- Materials provided -
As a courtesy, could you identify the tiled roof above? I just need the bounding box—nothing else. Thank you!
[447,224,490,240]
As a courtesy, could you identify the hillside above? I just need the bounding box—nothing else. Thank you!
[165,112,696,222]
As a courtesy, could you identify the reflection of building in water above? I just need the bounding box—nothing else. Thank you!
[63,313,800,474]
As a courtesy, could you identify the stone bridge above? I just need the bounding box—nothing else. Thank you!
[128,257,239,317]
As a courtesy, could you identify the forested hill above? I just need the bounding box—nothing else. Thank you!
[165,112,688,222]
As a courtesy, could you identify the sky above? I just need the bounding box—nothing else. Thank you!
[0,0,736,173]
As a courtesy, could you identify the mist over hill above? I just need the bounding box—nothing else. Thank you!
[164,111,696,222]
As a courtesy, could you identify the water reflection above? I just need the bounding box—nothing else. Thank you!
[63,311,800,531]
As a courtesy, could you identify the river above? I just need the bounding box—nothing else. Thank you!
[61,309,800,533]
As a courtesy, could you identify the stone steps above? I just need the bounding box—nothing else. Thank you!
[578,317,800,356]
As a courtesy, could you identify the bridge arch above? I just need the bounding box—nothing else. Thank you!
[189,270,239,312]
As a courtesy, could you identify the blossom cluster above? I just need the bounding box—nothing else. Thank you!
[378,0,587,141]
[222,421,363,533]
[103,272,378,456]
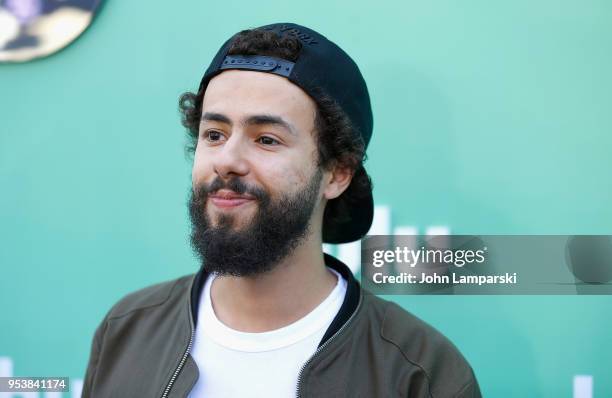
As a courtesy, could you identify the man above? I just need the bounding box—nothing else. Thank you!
[83,23,480,398]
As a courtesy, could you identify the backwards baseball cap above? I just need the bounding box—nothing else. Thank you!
[199,23,374,243]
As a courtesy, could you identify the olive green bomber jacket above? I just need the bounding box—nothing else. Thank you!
[82,254,481,398]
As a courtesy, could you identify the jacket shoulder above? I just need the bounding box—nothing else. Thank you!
[107,274,195,320]
[372,296,480,398]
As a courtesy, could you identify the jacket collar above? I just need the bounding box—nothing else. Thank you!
[191,253,361,347]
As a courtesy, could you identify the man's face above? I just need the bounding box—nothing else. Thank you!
[190,70,323,276]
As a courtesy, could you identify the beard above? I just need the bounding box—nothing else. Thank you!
[189,167,323,277]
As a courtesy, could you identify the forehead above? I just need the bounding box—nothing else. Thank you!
[202,70,316,130]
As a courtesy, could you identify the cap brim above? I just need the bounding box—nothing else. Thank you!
[323,166,374,244]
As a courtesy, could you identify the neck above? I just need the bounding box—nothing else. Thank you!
[210,236,337,333]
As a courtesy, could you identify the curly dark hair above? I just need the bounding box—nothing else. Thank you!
[179,29,372,229]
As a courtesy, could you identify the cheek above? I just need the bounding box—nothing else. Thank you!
[191,149,212,186]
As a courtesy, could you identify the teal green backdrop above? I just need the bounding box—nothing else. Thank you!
[0,0,612,398]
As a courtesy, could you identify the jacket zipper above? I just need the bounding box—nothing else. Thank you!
[295,293,363,398]
[162,302,195,398]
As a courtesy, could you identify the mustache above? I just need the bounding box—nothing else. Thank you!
[196,177,269,201]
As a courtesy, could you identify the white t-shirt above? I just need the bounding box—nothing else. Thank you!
[189,267,346,398]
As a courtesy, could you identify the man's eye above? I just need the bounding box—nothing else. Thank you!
[203,130,223,142]
[258,135,280,145]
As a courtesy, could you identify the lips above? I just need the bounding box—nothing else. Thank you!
[209,189,255,209]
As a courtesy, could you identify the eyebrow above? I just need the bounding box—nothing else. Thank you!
[202,112,297,135]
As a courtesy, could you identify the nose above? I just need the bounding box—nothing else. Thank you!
[213,133,249,179]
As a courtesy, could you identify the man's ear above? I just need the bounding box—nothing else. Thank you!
[323,166,354,200]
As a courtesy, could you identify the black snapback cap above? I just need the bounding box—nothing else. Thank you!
[198,23,374,243]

- Set task -
Could you copy out, word for word, the lines of the records from the line with "As a courtesy, could you identify the neck" up to and including the line with "[258,135,280,145]"?

- Final answer -
As a courtesy, could you identify the neck above? I just need the bounding box—nothing else. Thank you!
[210,236,337,333]
As a courtesy, could you identify the curly dark hair above? I just need the bounding box—nothing else. Thank you!
[179,29,372,229]
As a courtesy, could you identify the cheek above? I just need the bounding box—nothing else. Thank you!
[191,149,212,186]
As a courtesy, could you identify the teal green backdrop above? I just need the bounding box—nothing else. Thank you!
[0,0,612,398]
As a courtesy, could you identify the jacket zipper above? I just need the bounding box—nothing else. Thank you!
[295,293,363,398]
[162,302,195,398]
As a courtesy, could you identify the mustache above? I just need the bounding box—nothing else. Thank you!
[196,177,269,201]
As a courtesy, could you identify the white t-shirt above? I just need the bounding box—nothing else. Thank you!
[189,267,346,398]
As a courtesy, could you identify the man's eye above? I just need the bounding box—nothing else. Thank you!
[203,130,223,142]
[258,135,280,145]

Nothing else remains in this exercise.